Despite the growing anxiety over the threat of EVD, and it is very real, we can still continue life here, almost as normally as we can and respond to those everyday strains that continue to challenge us.
A kick-about for two small street boys who were surprised to have the space between two houses to themselves, suddenly took on a sinister mood. The intimate euphoria of a well-earned goal scored between a cooking pot and mop, abruptly ended as each spotted the approaching Sierra Leone Police Officer. The President had declared a State of Public Health Emergency, a Monday to stay at home with family for ‘Reflection’, ‘Education’ and ‘Prayer’ (DofREP), and this patriotic and highly zealous officer was not going to allow these two boys to undermine his president’s decree.
The tiny, one battery, Kchibo radio crackled at 98.1 mghz with the news that a further 50 cases had been confirmed and 12 deaths, since yesterday. The door to the tiny ramshackle apartment swung open to two, tearful miscreants, quickly handed over to a mortally embarrassed mum, a word of warning from officer 521 and he was gone. Listeners rang or texted in their platitudinous prayers for the whole nation to be saved from this ‘monster of the devil’, repeatedly interspersed with a seemingly endless queue of pious politicians, each primed to remind everyone of the work the Government had done or the work the Government hadn’t done in the case of opposition party members, and the work still to be done by both.

Dataset entries –

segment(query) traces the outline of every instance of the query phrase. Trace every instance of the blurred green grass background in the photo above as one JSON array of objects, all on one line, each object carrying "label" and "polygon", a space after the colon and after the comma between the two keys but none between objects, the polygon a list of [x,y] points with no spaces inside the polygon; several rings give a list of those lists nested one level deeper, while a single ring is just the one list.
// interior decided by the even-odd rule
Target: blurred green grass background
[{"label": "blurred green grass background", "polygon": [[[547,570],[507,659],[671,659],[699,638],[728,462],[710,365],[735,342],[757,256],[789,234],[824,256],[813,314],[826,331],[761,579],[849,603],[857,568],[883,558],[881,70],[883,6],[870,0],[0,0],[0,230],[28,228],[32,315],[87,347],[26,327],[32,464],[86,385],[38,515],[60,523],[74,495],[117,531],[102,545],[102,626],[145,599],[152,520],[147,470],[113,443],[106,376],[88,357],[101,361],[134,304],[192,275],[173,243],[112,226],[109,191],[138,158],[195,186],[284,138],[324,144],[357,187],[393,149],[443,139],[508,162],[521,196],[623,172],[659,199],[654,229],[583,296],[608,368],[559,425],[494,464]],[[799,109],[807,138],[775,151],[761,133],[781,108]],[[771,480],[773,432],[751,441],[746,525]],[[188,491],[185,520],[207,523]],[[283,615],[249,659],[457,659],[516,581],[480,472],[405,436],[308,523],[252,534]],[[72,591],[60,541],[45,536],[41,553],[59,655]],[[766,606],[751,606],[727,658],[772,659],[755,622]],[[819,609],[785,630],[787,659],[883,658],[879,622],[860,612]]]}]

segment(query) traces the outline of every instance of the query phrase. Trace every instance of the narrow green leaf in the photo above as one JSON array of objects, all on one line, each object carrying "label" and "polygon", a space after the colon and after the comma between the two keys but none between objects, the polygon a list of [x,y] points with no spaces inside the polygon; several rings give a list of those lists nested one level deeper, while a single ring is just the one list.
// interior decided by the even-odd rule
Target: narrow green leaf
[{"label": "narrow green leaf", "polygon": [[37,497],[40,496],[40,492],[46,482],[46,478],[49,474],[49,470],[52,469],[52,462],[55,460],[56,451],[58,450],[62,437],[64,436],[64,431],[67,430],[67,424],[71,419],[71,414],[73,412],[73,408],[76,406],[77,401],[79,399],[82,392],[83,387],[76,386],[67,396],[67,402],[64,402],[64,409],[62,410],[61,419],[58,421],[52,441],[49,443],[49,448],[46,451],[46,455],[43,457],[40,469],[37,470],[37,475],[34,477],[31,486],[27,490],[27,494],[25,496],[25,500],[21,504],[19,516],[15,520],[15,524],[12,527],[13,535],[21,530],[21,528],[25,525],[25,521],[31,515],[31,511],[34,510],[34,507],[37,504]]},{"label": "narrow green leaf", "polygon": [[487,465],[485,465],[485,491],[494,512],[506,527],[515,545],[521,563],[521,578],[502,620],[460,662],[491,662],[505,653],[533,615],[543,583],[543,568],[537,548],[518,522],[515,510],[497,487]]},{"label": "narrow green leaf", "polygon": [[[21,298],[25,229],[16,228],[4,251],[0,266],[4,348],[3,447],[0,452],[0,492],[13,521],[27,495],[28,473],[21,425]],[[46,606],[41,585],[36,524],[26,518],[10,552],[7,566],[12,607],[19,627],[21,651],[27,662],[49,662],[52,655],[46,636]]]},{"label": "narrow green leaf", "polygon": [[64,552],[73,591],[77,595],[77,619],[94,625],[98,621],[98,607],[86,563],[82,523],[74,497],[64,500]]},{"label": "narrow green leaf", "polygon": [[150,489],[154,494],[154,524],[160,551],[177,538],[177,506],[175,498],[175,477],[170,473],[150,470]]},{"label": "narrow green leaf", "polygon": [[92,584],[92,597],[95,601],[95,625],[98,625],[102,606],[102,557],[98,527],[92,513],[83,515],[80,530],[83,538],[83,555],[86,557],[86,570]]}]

Assignment 1 – Rewrite the paragraph of the Sierra Leone passage that begins "A kick-about for two small street boys" in a shorter form, keeping its main facts.
Assignment 2 – Reproduce the Sierra Leone passage word for word from "Despite the growing" to "his president’s decree.".
Assignment 3 – Carry on the Sierra Leone passage, starting after its final sentence.
The entries play no part in the work on the Sierra Leone passage.

Written reply 1 – Two small street boys were playing football between two houses, with a cooking pot and mop as the goal. Their celebration of a goal ended when they saw a Sierra Leone Police Officer approaching. The President had declared a State of Public Health Emergency and a Monday for families to stay home for "Reflection," "Education" and "Prayer" (DofREP). The zealous officer was set on enforcing that decree.

Written reply 2 –
Despite the growing anxiety over the threat of EVD, and it is very real, we can still continue life here, almost as normally as we can and respond to those everyday strains that continue to challenge us.
A kick-about for two small street boys who were surprised to have the space between two houses to themselves, suddenly took on a sinister mood. The intimate euphoria of a well-earned goal scored between a cooking pot and mop, abruptly ended as each spotted the approaching Sierra Leone Police Officer. The President had declared a State of Public Health Emergency, a Monday to stay at home with family for ‘Reflection’, ‘Education’ and ‘Prayer’ (DofREP), and this patriotic and highly zealous officer was not going to allow these two boys to undermine his president’s decree.

Written reply 3 –
Not half-a-dozen miles away the spattering sound of heavy raindrops hammering at the zinc-roofed, colonial shacks, the rush of overflow through the streetside drains, and the gutter splash from three stories up, spilling over the threads of tarmac across a city, ‘robbed’ of its people overnight. A deserted Freetown, normally a massive ‘anthill’ of teeming traffic, crowded markets and congested sidewalks, now silent, empty, the sound of running water replacing the sounds of car horns and the shouts of street-vendors. An eerie silence with peeping eyes staring through finger-drawn curtains and raindrops wiped from a tiny window, and hushed tones whispering reaction to the ‘breaking’ news of every broadcast, an awful, growing fear as the body-count rose and an obedient respect for the ‘Day of Reflection’ witnessed throughout the land.
By the end of Monday 4th. August 2014, the whole nation, had reflected, educated and prayed it self to a ‘standstill’, It was perhaps just as well the Government hadn’t the means to pass on the warnings about Ebola, ‘intravenously’.
At least the DofREP gave a day of respite from the daily visits of loudspeaker vans, blasting out the five preventative precautions to avoid EVD, the exact nature of which most people are still unaware, due mainly to the rapid, distorted, garbled Krio that is delivered ‘ultra-volume’ to each and every neighbourhood. Its good to see how the massive, foreign-aid funding, mainly from the UK and the US is being spent so sensibly.
To reduce all bodily contact as much as possible and to try to contain the virus, all public assembly had been banned and all schools instructed to close by mid-July. Consequently the national, BECE examination has had to be abandoned, indefinitely, with the potentially drastic consequences of dislocating the whole education programme for 2015. Police officers have regularly patrolled many of the school sites and yet there have been several ’clandestine’ Summer School Classes, held in ‘secret’, only to be discovered later and whole classes and their teachers arrested, for ‘non-compliance’ with the Government decree.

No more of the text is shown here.